Given text:

☆ ☆ ☆ ☆ ☆ ☆ ☆

# Reccs for "Single Note" FOs



## LilianNoir (Apr 8, 2019)

I've done a lot of researching, website combing, cart adding (and deleting) and even with the FO review spreadsheet I'm having a hell of a time finding the best avenue for what I'm looking for.

What are your recommendations for companies and brands for "single note" fragrance oils? 

I'm interested in creating my own scent combinations, so things like the "Type" scents and such don't interest me. I'd rather combine a few FO's and EOs to make my own. There's so many options spread across so many vendors though, it's daunting. I don't really want to have to order from 4 different vendors to make one idea happen. I don't have any FO's yet since I'm just starting so I'm also looking to start building my scent library.

I'm looking for stuff like "leather", "tea", "vanilla", "smoke", oakmoss...things that can't be done as an EO (including certain florals and resins). 

Wellington seemed to have a lot of good options at a low price but it seemed...too low, and I saw some not great reviews on here from them. I'm afraid to make a huge order with a supplier and find I hate them all too. 

so... what are your suggestions? What do you think is the best place to find a lot of single (or simple blends like frankincense and myrrh, or patchouli and cedar) type scents?


----------



## WeaversPort (Apr 8, 2019)

I found that Brambleberry has a lot of single note fragrance oils. Unfortunately they don't do sample sizes.


----------



## IrishLass (Apr 8, 2019)

I don't know if you'll be able to find a one-stop-shop for all your single-note FO's-  at least I haven't been able to so far in my 14 years of buying FOs- every vendor seems to have their hits and misses, but I've found *Sweetcakes* to have quite a handful of some amazingly realistic single note FOs, such as their True Rose, Orange Blossom, Blueberry, Blackberry , Grapefruit, Hyacinth, Jasmine, Lilac, Lily of the Valley, Mandarin Orange, Peony Petals. And although I haven't tried this particular one myself, I hear their Amber is spot on, too.

☆ ☆ ☆ ☆ ☆ ☆ ☆

Dataset:
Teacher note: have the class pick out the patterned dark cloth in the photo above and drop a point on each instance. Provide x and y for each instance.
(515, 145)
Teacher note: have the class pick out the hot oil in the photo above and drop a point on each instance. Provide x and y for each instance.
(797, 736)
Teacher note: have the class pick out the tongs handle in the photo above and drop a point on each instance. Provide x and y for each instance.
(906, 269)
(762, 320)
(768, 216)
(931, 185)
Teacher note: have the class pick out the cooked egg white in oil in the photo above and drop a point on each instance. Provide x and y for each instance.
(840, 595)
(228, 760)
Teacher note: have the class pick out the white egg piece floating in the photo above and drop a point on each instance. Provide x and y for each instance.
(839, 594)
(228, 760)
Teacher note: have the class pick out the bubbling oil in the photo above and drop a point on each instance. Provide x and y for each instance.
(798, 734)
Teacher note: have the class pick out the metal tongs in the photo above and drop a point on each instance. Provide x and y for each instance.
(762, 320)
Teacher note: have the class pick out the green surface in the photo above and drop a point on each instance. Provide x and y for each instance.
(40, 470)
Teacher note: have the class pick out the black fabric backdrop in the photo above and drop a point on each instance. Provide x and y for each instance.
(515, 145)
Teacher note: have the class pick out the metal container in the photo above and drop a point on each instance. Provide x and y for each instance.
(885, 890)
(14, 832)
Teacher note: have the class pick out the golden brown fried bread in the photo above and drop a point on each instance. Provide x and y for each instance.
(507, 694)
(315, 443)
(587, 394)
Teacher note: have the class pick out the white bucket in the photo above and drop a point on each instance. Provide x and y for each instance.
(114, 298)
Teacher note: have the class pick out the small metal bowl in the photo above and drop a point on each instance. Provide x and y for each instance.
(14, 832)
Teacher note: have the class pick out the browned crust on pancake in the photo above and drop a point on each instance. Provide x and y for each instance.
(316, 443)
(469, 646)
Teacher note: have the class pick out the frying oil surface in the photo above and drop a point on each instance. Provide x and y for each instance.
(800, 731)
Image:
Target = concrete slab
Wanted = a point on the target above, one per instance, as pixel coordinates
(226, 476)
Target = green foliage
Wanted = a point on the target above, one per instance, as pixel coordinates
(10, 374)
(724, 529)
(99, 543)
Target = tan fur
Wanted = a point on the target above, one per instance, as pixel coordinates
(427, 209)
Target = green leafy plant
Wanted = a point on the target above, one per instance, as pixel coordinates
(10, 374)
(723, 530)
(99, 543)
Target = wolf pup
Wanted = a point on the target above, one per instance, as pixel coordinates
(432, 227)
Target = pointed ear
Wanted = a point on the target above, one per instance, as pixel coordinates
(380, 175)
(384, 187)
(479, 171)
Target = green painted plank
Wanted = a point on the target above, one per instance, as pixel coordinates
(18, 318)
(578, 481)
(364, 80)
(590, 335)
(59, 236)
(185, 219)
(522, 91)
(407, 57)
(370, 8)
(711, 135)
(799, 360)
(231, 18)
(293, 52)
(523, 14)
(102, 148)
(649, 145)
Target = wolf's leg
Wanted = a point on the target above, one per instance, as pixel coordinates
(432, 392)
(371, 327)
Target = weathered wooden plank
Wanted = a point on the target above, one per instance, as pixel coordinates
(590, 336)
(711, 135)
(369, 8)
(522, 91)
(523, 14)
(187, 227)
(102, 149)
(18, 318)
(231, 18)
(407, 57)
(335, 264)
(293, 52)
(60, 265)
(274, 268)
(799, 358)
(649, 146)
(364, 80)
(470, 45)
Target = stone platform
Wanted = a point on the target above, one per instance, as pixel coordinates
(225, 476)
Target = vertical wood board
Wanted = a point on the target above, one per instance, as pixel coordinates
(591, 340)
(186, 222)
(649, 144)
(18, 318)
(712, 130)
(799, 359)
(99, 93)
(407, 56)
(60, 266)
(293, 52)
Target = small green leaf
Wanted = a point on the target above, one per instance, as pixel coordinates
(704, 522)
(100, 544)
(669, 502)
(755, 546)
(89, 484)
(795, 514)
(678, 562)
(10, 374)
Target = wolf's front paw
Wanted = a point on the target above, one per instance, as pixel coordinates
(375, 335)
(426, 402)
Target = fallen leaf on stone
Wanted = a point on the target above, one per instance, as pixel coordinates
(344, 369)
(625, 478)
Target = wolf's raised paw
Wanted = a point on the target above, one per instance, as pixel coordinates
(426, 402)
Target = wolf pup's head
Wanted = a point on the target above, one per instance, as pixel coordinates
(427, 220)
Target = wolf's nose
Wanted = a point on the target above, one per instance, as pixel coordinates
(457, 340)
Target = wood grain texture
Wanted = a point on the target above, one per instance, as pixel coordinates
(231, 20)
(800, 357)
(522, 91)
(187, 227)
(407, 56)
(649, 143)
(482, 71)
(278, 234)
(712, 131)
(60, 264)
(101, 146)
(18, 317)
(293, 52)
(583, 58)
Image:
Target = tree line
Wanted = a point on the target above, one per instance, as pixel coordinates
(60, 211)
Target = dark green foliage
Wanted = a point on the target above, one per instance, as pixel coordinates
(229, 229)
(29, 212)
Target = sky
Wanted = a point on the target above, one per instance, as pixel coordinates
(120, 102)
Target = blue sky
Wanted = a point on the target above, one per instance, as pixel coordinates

☆ ☆ ☆ ☆ ☆ ☆ ☆

Aim of the exercise: Please turn the paragraph in the fragrance oil thread that begins "I don't know if you'll be able to find a one-stop-shop" into a short bulleted list that keeps its main facts.

Correct result:
- In 14 years of buying FOs, no one-stop shop for single-note FOs has turned up; every vendor has hits and misses.
- Sweetcakes offers many amazingly realistic single-note FOs: True Rose, Orange Blossom, Blueberry, Blackberry, Grapefruit, Hyacinth, Jasmine, Lilac, Lily of the Valley, Mandarin Orange, and Peony Petals.
- Their Amber is reportedly spot on too, though it hasn't been tried personally.